• Required task
Reproduce all of the material below word for word, without any changes.
------ Data shown ------
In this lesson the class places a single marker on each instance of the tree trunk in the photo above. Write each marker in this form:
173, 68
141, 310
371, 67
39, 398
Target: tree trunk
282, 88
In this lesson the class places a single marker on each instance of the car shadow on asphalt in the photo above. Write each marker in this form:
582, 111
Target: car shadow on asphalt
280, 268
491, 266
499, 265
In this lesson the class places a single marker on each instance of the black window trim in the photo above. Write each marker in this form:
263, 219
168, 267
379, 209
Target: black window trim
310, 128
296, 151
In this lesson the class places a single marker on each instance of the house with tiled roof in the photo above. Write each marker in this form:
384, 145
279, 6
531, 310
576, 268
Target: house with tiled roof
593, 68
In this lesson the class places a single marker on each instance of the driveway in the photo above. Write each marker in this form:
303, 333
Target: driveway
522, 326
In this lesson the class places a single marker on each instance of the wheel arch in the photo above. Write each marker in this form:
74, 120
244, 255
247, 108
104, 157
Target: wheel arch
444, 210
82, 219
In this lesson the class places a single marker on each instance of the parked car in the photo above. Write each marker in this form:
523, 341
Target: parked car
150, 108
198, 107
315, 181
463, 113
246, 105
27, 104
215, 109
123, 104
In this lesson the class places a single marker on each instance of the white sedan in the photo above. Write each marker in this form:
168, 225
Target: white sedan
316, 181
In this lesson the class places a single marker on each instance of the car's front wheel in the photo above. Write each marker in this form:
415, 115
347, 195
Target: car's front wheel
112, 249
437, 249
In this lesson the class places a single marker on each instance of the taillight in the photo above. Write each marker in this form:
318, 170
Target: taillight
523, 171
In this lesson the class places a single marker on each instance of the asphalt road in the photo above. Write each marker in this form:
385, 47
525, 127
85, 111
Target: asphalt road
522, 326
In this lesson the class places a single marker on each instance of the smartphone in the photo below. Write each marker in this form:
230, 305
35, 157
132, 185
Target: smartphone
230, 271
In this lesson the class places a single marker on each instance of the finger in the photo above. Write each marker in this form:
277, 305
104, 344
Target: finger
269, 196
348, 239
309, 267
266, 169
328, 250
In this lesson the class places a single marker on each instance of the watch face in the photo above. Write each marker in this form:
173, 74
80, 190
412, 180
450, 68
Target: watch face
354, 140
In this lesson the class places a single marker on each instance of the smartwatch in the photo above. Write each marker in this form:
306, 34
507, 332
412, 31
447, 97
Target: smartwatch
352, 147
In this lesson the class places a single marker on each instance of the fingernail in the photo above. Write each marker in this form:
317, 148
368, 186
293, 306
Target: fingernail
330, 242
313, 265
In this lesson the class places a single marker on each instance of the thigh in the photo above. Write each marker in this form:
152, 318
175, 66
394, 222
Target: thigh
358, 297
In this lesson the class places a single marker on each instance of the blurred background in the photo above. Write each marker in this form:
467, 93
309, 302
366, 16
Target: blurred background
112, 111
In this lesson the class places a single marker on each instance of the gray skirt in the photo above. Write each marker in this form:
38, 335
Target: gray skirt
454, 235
------
• Output for this exercise
In this lesson the class places a single marker on each instance of the tree trunk in the photo above. Write each marker in this form:
173, 68
141, 310
371, 67
39, 398
Target: tree trunk
282, 88
In this lesson the class places a single marker on each instance of the car shadow on asphalt in the photo above. Write each marker in this form:
582, 111
Target: car shadow on asphalt
280, 268
491, 266
499, 265
In this lesson the class places a single marker on each instance of the black window trim in the photo above. Write each marker in this form:
263, 219
168, 267
379, 209
Target: black window trim
310, 128
296, 151
In this lesson the class places a single marker on each instance of the house with tiled roof in the photo above. Write each marker in this form:
384, 145
279, 6
531, 310
576, 268
Target: house with tiled roof
593, 68
In this lesson the class places a single marker on each instance of the driveway in the photo above. Write each marker in this form:
303, 333
Target: driveway
522, 326
In this lesson the class places a single marker on each instance of the wheel arch in the photo above. Write each marker in this form:
74, 120
244, 255
247, 108
104, 157
Target: wheel arch
444, 210
82, 219
In this lesson the class places a single marker on each instance of the parked car in the photo above. Write each marker in this form:
523, 341
Target: parked car
150, 108
198, 107
315, 181
463, 113
246, 105
27, 104
215, 109
123, 104
In this lesson the class places a single marker on each instance of the white sedan in the photo above. Write each marker in this form:
168, 225
Target: white sedan
316, 181
In this lesson the class places a single marker on each instance of the car's front wheel in the photo above. Write each marker in this form:
415, 115
347, 195
Target: car's front wheel
112, 249
437, 249
In this lesson the class places a single marker on each instance of the taillight in the photo above. Write each marker in this form:
318, 170
Target: taillight
523, 171
In this lesson the class places a single marker on each instance of the asphalt road in the photo above. Write each marker in this form:
385, 47
525, 127
85, 111
Target: asphalt road
522, 326
In this lesson the class places a single marker on each instance of the smartphone in the photo below. Write each marker in this form:
230, 305
35, 157
132, 185
Target: smartphone
230, 271
In this lesson the class places a single marker on each instance of the finger in the photo above. Write each marker in this form:
277, 305
104, 344
Target: finger
269, 196
348, 239
309, 267
266, 169
328, 250
In this lesson the class places a single marker on each instance of the watch face in the photo above. Write each marker in this form:
173, 74
80, 190
412, 180
450, 68
Target: watch face
354, 140
In this lesson the class places a single marker on each instance of the smartwatch in the photo above. Write each marker in this form:
306, 34
507, 332
412, 31
447, 97
Target: smartwatch
352, 147
In this lesson the class places a single marker on each instance of the fingernail in the photo above. Write each marker in this form:
317, 148
368, 186
293, 306
Target: fingernail
330, 242
313, 265
In this lesson the class places a single marker on each instance of the thigh in the photo above. Write each marker in this form:
152, 318
175, 66
394, 222
Target: thigh
358, 297
In this lesson the class places a single marker on each instance of the blurred background in the photo above. Write each marker in this form:
467, 93
309, 302
366, 16
Target: blurred background
112, 111
In this lesson the class places a single marker on each instance of the gray skirt in the photo above. Write each marker in this form:
38, 335
Target: gray skirt
454, 235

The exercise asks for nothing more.